Circa173mila gli indigenti che non hanno potuto chiedere aiuto a un ente assistenziale: nel primo lockdown, infatti, il 40,6% ha sospeso alcune attività; il 5,9% ha chiuso e non ha riaperto. I poveri dispongono di solo 10,15 euro al mese per la propria spesa sanitaria, a differenza del  resto della popolazione che può spendere mediamente 65 euro pro-capite. Daniotti: “Le istituzioni comprendano a fondo il ruolo del Terzo Settore nel nostro Paese”. IL RAPPORTO IN SINTESI

10 DIC - Nel 2020, 434mila persone povere non hanno potuto acquistare i medicinali di cui avevano bisogno per ragioni economiche. La richiesta di medicinali da parte degli enti assistenziali che si prendono cura di loro riguarda soprattutto farmaci per il tratto alimentare, per il sistema nervoso, per le malattie metaboliche, per il sistema muscolo-scheletrico e per l’apparato respiratorio. Ma non solo, servono anche presidi medici e integratori alimentari.
 
È questa la fotografia scattata dall’VIII Rapporto “Donare per curare - povertà sanitaria e donazione farmaci”, edito da OPSan, l’Osservatorio sulla Povertà Sanitaria, organo di ricerca di Banco Farmaceutico, realizzato con il sostegno incondizionato di Ibsa Farmaceutici e Aboca e i cui dati, rilevati attraverso la rete dei 1.859 enti assistenziali convenzionati con il Banco, sono stati presentati oggi in un convegno in diretta streaming promosso da Banco Farmaceutico e Aifa.
::::::::
### [Compiti da svolgere]
1. Indica se ciascuna affermazione concorda con il brano sulla povertà sanitaria, rispondendo sì o no e citando le parole decisive del brano. (a) Nel 2020, 434mila persone povere non hanno potuto comprare i medicinali necessari per motivi economici. (b) I poveri dispongono in media di 65 euro al mese per la spesa sanitaria. (c) I dati del rapporto sono stati rilevati tramite una rete di 1.859 enti assistenziali convenzionati con il Banco.
2. Fornisci il seguito del brano sulla povertà sanitaria, cominciando subito dopo la sua ultima frase.

[Dati estratti da una raccolta]
::::::::
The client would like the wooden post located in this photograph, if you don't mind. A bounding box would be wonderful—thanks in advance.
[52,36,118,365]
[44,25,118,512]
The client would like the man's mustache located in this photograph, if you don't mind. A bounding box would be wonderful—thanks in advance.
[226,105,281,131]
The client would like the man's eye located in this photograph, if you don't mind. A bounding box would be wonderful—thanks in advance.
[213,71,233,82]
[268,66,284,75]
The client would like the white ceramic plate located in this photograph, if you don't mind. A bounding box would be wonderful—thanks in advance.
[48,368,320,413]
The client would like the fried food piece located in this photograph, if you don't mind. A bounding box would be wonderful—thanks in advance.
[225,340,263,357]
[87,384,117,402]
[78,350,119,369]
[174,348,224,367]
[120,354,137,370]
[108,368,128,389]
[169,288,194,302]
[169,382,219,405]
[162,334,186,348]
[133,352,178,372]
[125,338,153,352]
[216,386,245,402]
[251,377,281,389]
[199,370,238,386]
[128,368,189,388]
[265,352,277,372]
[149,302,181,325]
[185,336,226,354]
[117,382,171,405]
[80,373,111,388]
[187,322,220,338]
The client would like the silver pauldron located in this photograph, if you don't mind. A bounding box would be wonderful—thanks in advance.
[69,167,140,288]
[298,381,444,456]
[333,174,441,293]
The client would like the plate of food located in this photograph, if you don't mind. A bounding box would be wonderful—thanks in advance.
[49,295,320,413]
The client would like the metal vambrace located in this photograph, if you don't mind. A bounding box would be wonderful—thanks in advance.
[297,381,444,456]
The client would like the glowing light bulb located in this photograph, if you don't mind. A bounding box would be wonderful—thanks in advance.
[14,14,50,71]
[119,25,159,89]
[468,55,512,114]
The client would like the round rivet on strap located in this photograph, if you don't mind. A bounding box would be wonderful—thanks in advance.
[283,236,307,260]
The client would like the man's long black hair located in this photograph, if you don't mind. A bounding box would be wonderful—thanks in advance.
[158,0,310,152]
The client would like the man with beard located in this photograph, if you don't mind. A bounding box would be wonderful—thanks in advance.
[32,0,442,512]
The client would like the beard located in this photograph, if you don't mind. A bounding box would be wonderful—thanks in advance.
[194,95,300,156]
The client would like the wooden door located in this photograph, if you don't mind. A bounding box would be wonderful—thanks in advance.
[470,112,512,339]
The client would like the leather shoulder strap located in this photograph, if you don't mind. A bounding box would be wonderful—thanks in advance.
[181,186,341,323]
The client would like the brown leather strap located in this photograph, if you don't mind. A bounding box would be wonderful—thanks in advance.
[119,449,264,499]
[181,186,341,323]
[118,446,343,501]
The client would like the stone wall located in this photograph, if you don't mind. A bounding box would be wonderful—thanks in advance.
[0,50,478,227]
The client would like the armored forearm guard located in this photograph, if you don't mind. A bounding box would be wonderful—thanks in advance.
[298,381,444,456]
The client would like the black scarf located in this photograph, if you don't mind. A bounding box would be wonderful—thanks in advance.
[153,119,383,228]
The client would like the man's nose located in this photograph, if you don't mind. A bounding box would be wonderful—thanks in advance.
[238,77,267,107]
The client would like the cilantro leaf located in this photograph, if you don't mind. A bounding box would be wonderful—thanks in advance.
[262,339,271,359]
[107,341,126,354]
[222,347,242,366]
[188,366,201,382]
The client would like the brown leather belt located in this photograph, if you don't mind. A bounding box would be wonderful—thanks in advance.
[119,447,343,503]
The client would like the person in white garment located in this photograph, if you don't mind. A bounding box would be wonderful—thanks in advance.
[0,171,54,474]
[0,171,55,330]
::::::::
### [Risultati dei compiti]
1.
(a) Sì: «Nel 2020, 434mila persone povere non hanno potuto acquistare i medicinali di cui avevano bisogno per ragioni economiche.»
(b) No: «I poveri dispongono di solo 10,15 euro al mese per la propria spesa sanitaria»
(c) Sì: «rilevati attraverso la rete dei 1.859 enti assistenziali convenzionati con il Banco»

2.
Il Rapporto restituisce un quadro drammatico. Mentre le persone non povere hanno una capacità di spesa pro-capite mensile per le cure mediche di 65 euro, le persone povere possono spendere solo 10,15 euro, meno di 1/5 dei non poveri. Le persone non povere, inoltre, possono spendere, in medicinali, 28,18 euro, contro soli 6,38 euro mensili di chi versa in stato di indigenza.

E le difficoltà non riguardano solo gli indigenti: 7 milioni 867 mila persone non povere (3 milioni 564 mila famiglie), già nel corso del 2019 hanno dovuto sospendere o limitare almeno una volta la spesa necessaria per visite mediche e accertamenti periodici. Con la pandemia la situazione si è aggravata: le persone povere spendono il 63% del loro budget sanitario mensile per acquistare farmaci da banco e destinano solo 3,77 euro alle altre cure necessarie, prevenzione compresa. Una cifra insufficiente se consideriamo che le persone non povere destinano a queste spese 36,82 euro, cioè 10 volte di più.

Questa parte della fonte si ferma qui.